Changelog

All notable changes to Vortex are documented here. The format is based on Keep a Changelog, and the project follows the version pins recorded in VERSION (VORTEX_VERSION, TOOLCHAIN_REV, GEM5_REV).

[3.0] — 2026-06-08

The 3.0 release introduces a fixed-function graphics stack (rasterizer, texture units, and output mergers), tensor core structured sparsity (2:4), warpgroup-level matrix multiplication (WGMMA), global-to-local data transfer acceleration (DXA), a new hardware kernel scheduler (KMU) and Command Processor (CP) architecture, a new asynchronous runtime API (vortex2.h), asynchronous barriers with arrive/wait/event semantics, compressed instruction set (RVC) support, hardware atomics, an MMU/SV32 virtual memory stack, a Mesa/lavapipe Vulkan backend (vortexpipe), HIP via chipStar, gem5 integration, a SimX v3 TLM architecture with fixed-size handshake channels, productized Synopsys and Yosys ASIC synthesis flows, and a refreshed toolchain (LLVM 20, POCL 7.0). Build and configuration infrastructure was reworked: TOML-driven HW configuration (VX_config.toml + VX_types.toml) decoupling SimX/runtime from the RTL source tree, a VX_CFG_ macro namespace that resolves toolchain preprocessor collisions, retirement of the global toolchain_env.sh to enable parallel multi-version Vortex worktrees on the same shell, consolidation of kernel//runtime/ under a shared sw/ root, a single-source VERSION file driving CI toolchain pinning, Perfetto trace export (ci/perfetto.py), and new top-level AGENTS.md + CONTRIBUTING.md for AI-agent and contributor workflows.

Added

TCU tfr arithmetic backend. New in-house, fully-synthesizable fused dot-product running integer and floating-point through one shared 4-cycle pipeline; gated by VX_CFG_TCU_TYPE_TFR. ** Adds FP8 (e4m3), BF8 (e5m2), and TF32 on top of the v2.x set (fp32 / fp16 / bf16 / i32 / i8 / u8 / i4 / u4). Each is gated by its own VX_CFG_TCU_{FP8,BF16,TF32}_ENABLE; format dispatch is unified across all four FEDP backends.
Tensor-core structured sparsity (2:4). VX_tcu_sp_mux + VX_tcu_meta datapath plus host compress_2to4_matrix / prune_2to4_matrix helpers; gated by VX_CFG_TCU_SPARSE_ENABLE.
Warpgroup-level MMA (WGMMA). Per-warp NRA=4 / variable-NRC fragment layout, S/R source modes, smem descriptor path; gated by VX_CFG_TCU_WGMMA_ENABLE.

EXTRACTED DATA:
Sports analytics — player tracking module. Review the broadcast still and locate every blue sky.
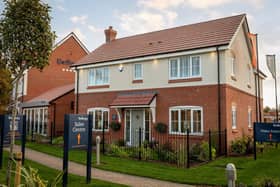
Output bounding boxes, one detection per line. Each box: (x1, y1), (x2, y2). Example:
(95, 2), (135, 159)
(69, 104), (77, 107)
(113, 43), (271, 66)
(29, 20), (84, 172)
(0, 0), (280, 106)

JOBS:
1: In the changelog, what toolchain versions does the 3.0 release move to?
2: Copy the changelog text from "Tensor-core structured sparsity" up to and including "gated by VX_CFG_TCU_SPARSE_ENABLE.".

ANSWERS BELOW:
1: LLVM 20 and POCL 7.0.

2:
Tensor-core structured sparsity (2:4). VX_tcu_sp_mux + VX_tcu_meta datapath plus host compress_2to4_matrix / prune_2to4_matrix helpers; gated by VX_CFG_TCU_SPARSE_ENABLE.